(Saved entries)
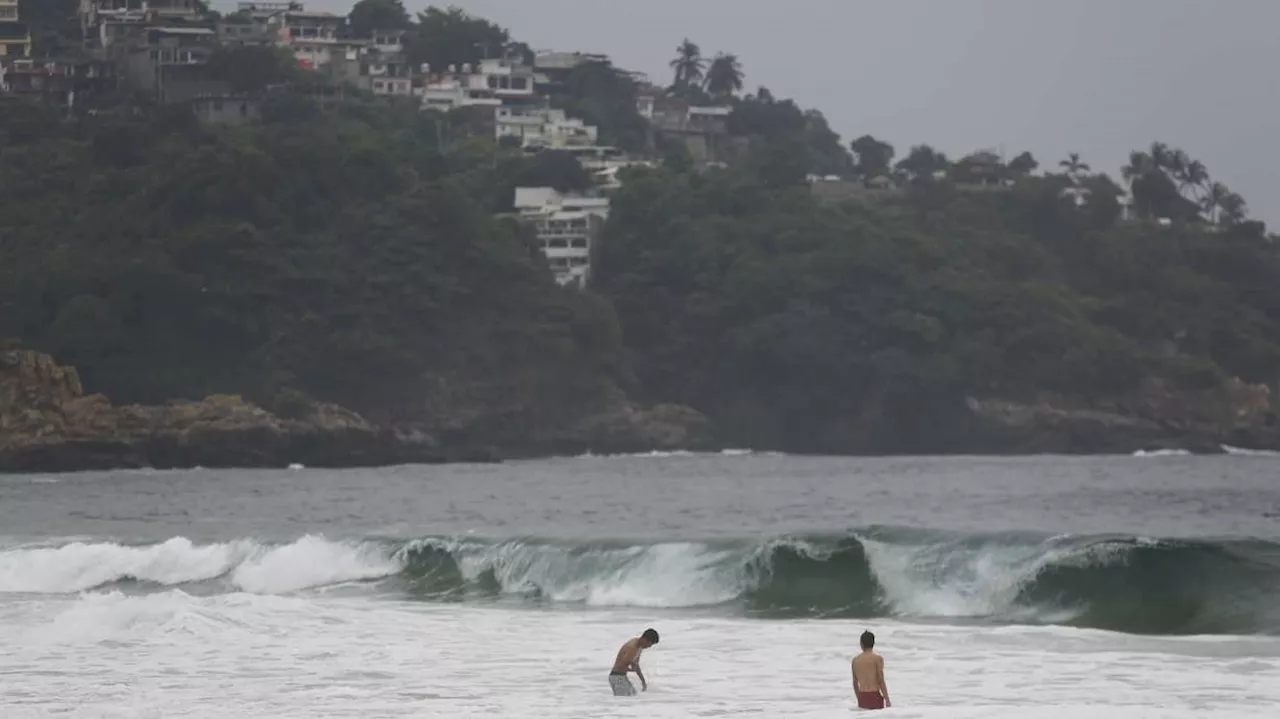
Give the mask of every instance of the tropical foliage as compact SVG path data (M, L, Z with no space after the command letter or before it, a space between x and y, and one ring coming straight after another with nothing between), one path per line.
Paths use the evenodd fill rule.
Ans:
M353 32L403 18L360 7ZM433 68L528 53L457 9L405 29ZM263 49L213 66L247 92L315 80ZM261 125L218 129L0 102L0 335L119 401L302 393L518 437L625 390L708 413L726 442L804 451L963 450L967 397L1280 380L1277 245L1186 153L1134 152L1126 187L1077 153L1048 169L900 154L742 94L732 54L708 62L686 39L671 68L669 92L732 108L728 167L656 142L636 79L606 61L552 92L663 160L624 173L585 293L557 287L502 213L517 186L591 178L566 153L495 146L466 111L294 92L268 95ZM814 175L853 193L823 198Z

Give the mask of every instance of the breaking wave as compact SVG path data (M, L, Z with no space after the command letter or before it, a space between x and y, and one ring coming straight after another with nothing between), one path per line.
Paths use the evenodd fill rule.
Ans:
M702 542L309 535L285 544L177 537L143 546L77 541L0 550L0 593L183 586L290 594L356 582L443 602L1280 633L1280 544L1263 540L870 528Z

--

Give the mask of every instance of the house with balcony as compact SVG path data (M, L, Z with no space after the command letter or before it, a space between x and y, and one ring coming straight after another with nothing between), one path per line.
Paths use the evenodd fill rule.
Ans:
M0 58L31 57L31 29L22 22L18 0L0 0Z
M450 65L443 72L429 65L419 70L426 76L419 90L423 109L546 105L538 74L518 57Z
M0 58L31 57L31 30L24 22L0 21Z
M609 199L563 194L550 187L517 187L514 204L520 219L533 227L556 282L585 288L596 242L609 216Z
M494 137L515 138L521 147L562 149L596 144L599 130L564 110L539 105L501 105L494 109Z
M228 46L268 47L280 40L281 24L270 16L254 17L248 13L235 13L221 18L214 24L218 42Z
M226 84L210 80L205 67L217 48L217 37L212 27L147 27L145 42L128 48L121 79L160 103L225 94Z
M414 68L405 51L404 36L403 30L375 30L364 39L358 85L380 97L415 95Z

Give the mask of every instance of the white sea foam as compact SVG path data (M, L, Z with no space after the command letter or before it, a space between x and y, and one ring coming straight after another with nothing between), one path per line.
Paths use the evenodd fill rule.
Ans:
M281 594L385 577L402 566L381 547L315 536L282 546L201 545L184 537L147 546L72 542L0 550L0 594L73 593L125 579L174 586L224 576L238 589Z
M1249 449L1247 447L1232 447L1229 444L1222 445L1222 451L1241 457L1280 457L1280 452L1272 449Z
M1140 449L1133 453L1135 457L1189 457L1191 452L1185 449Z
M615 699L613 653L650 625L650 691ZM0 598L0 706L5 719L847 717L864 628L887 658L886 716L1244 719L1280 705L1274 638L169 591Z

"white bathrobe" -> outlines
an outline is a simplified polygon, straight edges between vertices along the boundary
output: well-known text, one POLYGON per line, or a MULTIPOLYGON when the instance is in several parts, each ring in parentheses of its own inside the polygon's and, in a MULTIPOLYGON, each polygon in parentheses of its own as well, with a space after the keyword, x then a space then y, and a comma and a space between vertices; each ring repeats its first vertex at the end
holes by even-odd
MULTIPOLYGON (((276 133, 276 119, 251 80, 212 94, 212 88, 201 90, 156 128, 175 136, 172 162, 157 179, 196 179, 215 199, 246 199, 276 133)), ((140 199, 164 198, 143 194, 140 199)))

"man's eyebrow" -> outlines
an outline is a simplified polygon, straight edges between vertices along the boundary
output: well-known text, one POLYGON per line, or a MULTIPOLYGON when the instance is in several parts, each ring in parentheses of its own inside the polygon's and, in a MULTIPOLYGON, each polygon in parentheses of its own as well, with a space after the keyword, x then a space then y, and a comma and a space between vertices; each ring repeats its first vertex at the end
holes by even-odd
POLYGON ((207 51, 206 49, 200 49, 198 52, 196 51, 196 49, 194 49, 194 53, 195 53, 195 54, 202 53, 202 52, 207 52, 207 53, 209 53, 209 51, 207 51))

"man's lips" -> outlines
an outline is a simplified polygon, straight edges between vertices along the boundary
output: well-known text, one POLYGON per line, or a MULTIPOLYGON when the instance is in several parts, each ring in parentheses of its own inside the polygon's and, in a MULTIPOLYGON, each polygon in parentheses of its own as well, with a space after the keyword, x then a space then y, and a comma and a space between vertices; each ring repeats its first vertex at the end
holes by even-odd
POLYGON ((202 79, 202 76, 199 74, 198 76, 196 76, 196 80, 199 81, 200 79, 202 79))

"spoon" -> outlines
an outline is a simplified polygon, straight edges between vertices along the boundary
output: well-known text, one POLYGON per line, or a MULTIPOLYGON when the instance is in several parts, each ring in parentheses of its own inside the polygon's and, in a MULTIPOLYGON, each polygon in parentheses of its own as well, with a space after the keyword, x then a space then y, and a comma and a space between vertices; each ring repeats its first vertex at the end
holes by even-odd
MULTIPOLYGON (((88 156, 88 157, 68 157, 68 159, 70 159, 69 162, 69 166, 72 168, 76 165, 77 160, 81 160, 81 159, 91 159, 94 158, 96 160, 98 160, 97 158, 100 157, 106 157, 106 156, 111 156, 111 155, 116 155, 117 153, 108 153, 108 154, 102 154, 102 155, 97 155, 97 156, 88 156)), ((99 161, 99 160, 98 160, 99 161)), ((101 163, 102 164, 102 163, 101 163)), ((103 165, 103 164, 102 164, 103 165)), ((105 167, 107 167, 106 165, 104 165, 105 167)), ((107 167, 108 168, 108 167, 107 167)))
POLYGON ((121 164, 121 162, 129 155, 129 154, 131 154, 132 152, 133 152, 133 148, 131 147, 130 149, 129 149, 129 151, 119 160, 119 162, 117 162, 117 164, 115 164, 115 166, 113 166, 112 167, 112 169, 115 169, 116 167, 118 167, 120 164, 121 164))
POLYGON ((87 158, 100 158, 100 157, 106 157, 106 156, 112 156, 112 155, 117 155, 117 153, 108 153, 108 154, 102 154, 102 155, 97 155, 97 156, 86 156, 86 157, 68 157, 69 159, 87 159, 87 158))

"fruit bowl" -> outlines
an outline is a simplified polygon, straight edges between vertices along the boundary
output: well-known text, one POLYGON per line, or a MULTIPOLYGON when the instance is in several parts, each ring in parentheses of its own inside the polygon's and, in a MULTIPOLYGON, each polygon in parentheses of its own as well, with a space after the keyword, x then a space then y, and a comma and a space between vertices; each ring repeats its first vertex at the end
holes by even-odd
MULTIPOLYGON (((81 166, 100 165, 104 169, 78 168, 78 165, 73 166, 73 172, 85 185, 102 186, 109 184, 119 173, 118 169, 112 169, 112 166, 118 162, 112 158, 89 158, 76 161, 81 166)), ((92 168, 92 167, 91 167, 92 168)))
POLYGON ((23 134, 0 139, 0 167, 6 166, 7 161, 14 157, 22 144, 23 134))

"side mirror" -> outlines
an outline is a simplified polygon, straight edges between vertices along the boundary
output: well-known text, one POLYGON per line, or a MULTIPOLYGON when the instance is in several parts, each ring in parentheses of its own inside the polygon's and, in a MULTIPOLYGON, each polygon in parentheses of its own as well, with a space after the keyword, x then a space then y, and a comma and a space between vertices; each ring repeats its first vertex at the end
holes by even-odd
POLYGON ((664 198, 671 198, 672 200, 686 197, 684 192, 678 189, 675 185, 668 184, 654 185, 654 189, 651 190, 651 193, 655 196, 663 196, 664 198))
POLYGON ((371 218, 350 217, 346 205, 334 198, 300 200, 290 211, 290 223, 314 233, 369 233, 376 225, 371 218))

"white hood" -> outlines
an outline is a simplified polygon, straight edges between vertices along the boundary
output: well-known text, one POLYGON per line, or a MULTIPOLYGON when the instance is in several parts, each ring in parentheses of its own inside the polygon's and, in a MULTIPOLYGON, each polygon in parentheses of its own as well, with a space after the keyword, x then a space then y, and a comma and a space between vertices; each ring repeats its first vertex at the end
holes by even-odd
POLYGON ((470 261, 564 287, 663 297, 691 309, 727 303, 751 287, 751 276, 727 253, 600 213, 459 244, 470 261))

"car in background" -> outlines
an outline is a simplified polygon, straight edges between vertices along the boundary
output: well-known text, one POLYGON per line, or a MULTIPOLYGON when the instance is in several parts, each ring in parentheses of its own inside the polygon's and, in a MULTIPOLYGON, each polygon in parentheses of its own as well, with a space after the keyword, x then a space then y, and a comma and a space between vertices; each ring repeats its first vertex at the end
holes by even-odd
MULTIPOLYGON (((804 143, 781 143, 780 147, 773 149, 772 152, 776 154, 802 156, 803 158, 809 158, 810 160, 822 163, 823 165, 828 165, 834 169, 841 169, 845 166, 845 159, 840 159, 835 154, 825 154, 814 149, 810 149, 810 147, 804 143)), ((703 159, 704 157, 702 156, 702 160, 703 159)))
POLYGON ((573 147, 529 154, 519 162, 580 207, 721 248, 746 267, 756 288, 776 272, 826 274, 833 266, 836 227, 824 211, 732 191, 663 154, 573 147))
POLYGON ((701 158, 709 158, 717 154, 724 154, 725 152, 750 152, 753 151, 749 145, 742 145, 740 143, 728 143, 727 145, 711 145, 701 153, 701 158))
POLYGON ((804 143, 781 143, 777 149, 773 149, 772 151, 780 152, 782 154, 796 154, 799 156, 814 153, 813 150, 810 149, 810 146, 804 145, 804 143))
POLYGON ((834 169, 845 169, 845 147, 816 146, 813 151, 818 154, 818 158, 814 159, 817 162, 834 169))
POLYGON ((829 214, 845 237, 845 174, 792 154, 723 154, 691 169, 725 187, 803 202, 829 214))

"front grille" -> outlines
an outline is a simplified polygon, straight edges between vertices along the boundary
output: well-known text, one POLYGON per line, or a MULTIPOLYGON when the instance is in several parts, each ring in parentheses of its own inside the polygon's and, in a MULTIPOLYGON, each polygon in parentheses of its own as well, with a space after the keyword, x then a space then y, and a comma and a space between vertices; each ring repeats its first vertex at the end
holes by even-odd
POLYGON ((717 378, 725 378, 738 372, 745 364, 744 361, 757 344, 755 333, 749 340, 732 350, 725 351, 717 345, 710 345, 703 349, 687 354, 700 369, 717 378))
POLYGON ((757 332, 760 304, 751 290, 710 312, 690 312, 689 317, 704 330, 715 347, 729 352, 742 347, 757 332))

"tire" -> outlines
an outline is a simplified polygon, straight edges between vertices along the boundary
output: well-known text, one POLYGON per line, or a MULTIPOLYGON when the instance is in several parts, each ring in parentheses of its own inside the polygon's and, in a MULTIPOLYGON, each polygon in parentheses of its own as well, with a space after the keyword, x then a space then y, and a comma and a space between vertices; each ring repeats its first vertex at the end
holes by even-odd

--

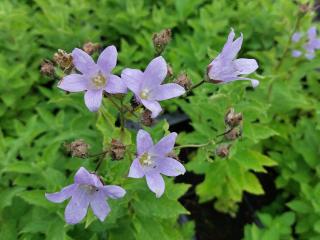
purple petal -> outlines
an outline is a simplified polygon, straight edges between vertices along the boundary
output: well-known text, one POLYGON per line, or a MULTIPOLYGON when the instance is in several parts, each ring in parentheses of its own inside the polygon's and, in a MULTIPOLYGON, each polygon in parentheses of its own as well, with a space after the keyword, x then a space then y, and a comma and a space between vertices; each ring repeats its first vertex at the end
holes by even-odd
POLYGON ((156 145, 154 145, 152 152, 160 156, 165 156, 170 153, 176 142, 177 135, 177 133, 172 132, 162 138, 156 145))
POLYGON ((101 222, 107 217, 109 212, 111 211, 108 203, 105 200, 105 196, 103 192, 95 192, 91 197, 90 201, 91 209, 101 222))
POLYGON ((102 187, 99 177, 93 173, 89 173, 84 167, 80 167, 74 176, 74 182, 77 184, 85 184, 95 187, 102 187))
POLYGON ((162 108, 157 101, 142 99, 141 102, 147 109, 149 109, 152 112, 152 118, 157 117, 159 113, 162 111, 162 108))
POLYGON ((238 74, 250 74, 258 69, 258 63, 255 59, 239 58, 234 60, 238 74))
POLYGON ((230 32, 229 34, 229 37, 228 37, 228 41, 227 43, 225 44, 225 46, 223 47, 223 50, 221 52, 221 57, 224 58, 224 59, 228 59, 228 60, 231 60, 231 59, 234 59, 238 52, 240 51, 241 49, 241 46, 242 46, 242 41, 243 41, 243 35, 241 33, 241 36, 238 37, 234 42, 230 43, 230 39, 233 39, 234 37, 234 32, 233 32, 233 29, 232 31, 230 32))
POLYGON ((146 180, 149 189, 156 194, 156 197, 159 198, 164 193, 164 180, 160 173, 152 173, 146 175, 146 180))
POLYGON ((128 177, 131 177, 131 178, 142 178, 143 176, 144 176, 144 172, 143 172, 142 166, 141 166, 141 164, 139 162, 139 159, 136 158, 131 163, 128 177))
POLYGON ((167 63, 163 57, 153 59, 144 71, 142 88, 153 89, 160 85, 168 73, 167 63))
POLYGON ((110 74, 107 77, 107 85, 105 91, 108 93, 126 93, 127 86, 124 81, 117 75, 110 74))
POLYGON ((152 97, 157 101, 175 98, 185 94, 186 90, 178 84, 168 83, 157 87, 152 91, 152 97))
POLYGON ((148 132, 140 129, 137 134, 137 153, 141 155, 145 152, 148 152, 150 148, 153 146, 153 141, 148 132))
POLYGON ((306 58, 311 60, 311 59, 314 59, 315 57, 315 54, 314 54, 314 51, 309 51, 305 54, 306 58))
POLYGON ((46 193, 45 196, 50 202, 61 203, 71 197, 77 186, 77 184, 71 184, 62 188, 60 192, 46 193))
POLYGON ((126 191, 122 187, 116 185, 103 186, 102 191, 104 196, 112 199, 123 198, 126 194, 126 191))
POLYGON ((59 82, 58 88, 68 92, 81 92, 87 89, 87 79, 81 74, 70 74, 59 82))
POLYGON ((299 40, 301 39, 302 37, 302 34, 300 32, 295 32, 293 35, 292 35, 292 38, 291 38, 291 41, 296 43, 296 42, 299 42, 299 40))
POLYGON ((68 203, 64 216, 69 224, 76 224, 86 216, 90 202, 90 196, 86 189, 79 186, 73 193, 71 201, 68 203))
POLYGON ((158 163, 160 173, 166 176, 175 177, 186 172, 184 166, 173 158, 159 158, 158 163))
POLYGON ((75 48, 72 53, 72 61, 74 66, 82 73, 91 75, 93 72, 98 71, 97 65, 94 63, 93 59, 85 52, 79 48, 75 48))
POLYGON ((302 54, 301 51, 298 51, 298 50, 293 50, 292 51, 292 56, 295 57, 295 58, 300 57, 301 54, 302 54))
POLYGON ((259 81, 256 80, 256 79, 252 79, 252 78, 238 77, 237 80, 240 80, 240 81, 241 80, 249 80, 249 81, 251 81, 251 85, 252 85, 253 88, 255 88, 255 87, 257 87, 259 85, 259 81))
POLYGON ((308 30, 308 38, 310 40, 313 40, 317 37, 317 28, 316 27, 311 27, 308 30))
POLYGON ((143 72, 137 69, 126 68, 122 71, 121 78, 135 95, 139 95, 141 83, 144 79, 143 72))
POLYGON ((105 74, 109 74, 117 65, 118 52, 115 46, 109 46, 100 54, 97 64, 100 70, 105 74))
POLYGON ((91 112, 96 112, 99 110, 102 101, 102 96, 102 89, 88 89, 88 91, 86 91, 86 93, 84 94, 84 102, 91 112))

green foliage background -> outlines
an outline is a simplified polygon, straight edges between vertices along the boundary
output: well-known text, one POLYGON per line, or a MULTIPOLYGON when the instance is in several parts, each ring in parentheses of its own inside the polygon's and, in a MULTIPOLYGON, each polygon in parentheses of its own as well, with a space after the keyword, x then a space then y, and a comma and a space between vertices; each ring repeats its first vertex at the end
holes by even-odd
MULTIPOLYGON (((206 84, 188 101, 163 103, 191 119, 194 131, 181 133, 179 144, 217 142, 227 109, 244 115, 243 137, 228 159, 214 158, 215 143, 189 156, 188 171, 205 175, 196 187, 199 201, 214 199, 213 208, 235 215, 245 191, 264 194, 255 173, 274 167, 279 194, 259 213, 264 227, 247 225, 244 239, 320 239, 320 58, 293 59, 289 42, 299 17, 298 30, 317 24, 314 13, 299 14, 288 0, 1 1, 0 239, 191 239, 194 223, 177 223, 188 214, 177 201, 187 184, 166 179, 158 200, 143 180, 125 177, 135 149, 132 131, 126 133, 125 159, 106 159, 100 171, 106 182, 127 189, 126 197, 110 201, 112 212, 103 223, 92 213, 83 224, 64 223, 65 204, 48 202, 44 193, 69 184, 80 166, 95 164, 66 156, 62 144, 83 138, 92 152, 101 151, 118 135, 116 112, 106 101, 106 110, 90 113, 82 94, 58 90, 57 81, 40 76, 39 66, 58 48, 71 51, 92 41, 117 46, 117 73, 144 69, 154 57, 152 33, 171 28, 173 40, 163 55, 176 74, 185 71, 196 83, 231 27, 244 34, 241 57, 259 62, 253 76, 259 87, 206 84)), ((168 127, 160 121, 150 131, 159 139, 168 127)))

**Task requirements:**
From the records, determine the number of lines holding the word "outlines", and state that number only.

**Result of the exercise:**
12